===== Information shown =====

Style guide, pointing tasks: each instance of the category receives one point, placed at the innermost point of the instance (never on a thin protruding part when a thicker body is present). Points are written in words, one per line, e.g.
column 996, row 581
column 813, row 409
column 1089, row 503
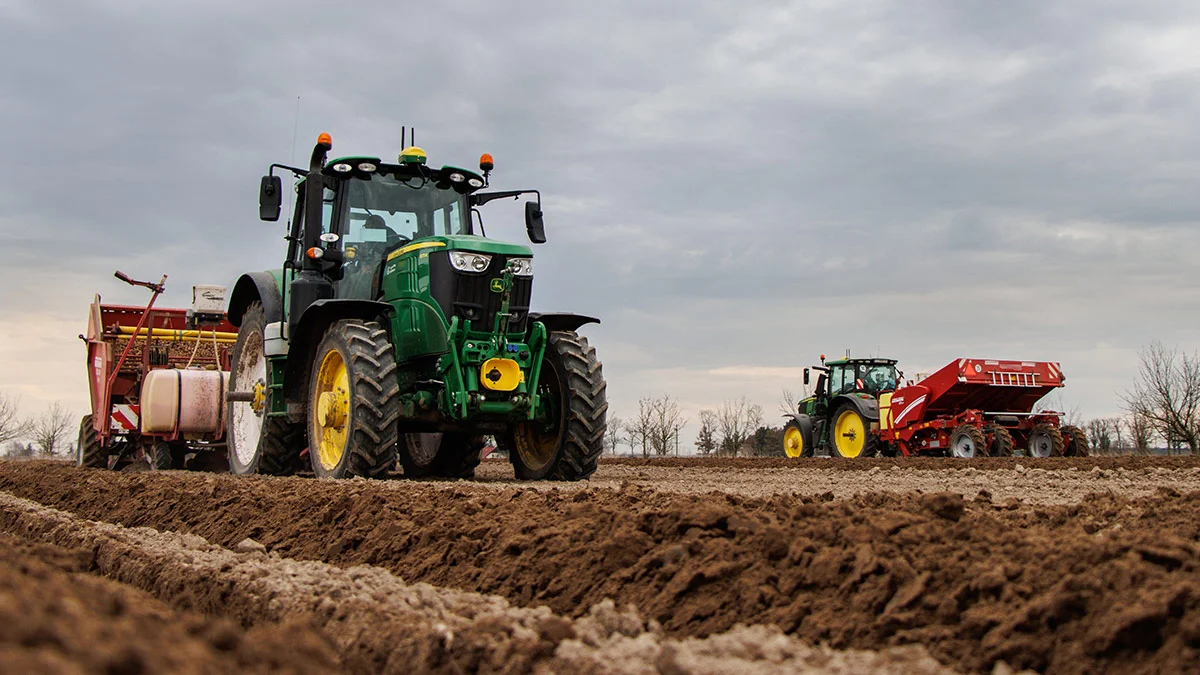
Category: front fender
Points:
column 313, row 322
column 256, row 286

=====

▶ _Your task_
Retype each entry exactly. No pictures.

▶ _Output of the task_
Style guide, pointing tasks: each instance of the category receives one point, placed at the innermost point of the instance (never on a thin protruding part when a thicker body is present). Points are written in words, one per line, e.g.
column 996, row 581
column 813, row 409
column 1089, row 503
Category: front fender
Points:
column 313, row 322
column 256, row 286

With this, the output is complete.